*OBJECTIVE*.
Reproduce the data below word for word, from the line containing "the wooden handrail" down to the line containing "x=547, y=670", with both of those lines included. Leave any pictures out of your output.

───── INFORMATION SUPPLIED

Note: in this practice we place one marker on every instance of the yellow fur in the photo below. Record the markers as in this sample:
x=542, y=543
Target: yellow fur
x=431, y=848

──────────
───── INFORMATION SUPPLIED

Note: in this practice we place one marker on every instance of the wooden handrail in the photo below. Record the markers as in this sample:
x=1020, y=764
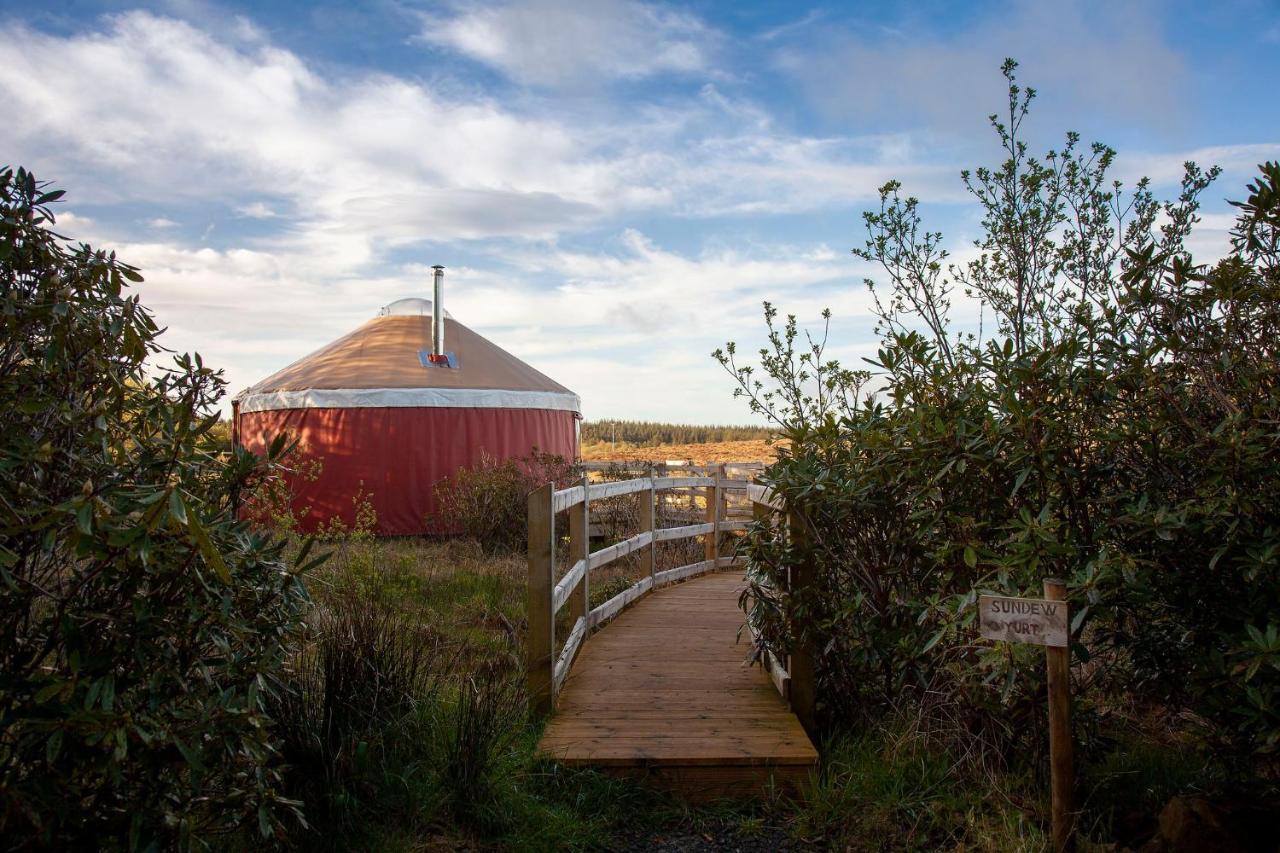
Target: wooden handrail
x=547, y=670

──────────
───── INFORMATION SUPPLIED

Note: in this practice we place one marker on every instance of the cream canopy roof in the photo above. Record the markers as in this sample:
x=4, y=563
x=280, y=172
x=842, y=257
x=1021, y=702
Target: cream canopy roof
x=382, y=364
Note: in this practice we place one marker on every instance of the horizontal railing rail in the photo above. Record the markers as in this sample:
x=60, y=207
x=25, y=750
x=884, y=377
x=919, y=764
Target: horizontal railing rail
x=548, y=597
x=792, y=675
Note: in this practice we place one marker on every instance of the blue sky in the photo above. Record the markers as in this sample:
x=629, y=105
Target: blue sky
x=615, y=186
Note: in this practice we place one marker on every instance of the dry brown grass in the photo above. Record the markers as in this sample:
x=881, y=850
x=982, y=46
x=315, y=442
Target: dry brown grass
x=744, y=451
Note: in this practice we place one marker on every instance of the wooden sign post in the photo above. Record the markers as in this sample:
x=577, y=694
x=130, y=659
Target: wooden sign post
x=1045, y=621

──────────

*THE OUTPUT*.
Note: in this practice we place one marker on every instance of the wooden handrail in the photo below. Record the markers as in this sample:
x=1020, y=764
Target: wooden handrail
x=547, y=670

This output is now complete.